- [Tasks for this exercise]
• 1. Answer these questions about the essay on being an NPC:
(a) What kind of lights shine on the faces in the lecture theatre?
(b) What does the narrator become against the light of the twin mammoth screens?
(c) What are the barbed anchors strung tight to?
• 2. How would you say this sentence from the essay on being an NPC in Spanish: "I came from a high school where I knew everyone inside and out."
• 3. Carry the essay on being an NPC further, picking up after its final sentence.

- [Extract to read]
Content starts

Being an NPC is nice
I look around the grand cavernous mouth of my first ever lecture theatre, and not a single face do I recognise. Not one single face in that field of faces lit sharply by the too bright alternating white and yellow lights.
Do you know what this means?
This means no one knows me.
No longer is my form defined by the chiselled year-hardened cage of shy kid try hard perfectionist gets good grades only because she’s pampered doesn’t know how to joke can’t take a joke. I’m a blob, liquid and squishy and gurgling. I’m a small pale moon wavering against the twin mammoth screens’ harsh white light. I’m an NPC.
I came from a high school where I knew everyone inside and out. (Well, not everyone, and not that well, but you get what I mean.) If I achieved something and something that allowed me to achieve that something hadn’t been available to someone else, I would spend the next days or weeks or months drowning and gulping in intense guilt. If someone else achieved something because, or if they simply just did, have something I didn’t, I would spend the next days or weeks or months enviously obsessing over why the whole meritocracy system built on fairness isn’t actually fair. Even if those people were my friends. Driven into my flesh all over were barbed anchors strung tight to a thousand criss-crossing wires that threaded me with the lives of everyone around me. A spiky spider web I couldn’t escape.

Content ends

(Image-grounded pointing data)
Content starts

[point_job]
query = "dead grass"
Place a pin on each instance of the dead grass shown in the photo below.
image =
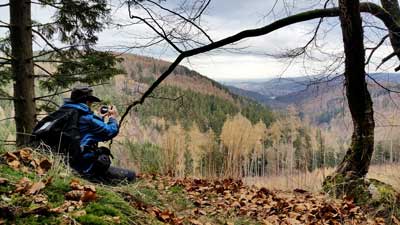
(388, 173)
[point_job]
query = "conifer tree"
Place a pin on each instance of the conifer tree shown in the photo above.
(74, 24)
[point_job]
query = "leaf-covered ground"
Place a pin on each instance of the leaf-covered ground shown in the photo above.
(36, 190)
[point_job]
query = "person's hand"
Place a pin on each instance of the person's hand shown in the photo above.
(103, 114)
(113, 112)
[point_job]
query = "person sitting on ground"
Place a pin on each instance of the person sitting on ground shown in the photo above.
(93, 162)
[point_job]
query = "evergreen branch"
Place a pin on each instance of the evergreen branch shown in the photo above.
(371, 8)
(43, 69)
(48, 42)
(184, 18)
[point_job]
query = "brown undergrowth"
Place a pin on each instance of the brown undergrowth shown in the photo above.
(35, 190)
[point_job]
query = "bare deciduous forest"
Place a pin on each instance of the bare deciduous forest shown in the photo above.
(313, 138)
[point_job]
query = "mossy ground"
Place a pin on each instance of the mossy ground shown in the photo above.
(109, 208)
(376, 197)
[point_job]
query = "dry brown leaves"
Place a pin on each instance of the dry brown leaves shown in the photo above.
(24, 160)
(230, 197)
(84, 193)
(27, 187)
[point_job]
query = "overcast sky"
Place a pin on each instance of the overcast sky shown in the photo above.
(224, 18)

Content ends

- [Answers to the exercise]
• 1.
(a) Too bright alternating white and yellow lights.
(b) A small pale moon wavering against the screens' harsh white light.
(c) A thousand criss-crossing wires.

• 2. Venía de una escuela secundaria donde conocía a todos a fondo.

• 3.
Toxic. I know.
Obviously, I didn’t want to be that person. I scrubbed at the life histories and comparisons and scales of worth etched into the concrete of my head until the air was choked with chalk dust and the obsessions somewhat paler, still there but somewhat less. Give me a few years to clean it away. I eased those spiky anchors from my flesh one at a time, slowly, hissing in pain all the way.
Then I went to uni and
all the spikes fell away by themselves. Painlessly.
(i love you unimelb.)
Why? Because suddenly, there was nothing for those itsy bitsy little painful wires to connect to. There was nothing for me to compare myself to. I didn’t know anyone at all. And even when I started to get to know people, the sheer amount of diversity present in the room was not a trigger for whatever mental problems I had before; ironically, it was another balm. To realise that I could never log every detail of every person’s life just because there are so many people and so many lives, so many combinations of subjects and majors and jobs and interests and dorm rooms and academic achievements and personal histories up till this moment where two faces meet. To realise that never again could I measure everything using homogeneous units.
From the tiny, suffocating, padded-down, ranked-me-on-one-linear-scale-along-with-everyone-else high school environment to now this. The world had spun and exploded into a million iridescent shards and blasted away all my obsessions as if they had never been. Leaving me clean.
Even now, when it’s the end of week 4 and half my tutors have pinned name to face, when tentative friendships/alliances/acquaintances have wobbled into being in all my classes, when this subtle familiar uncomfortable reassuring warmth of knowing and being known has settled on my shoulders once more, when my NPC days have already come and gone – I am still grateful for the freshness uni gave me in those first few days. The absolute liberation.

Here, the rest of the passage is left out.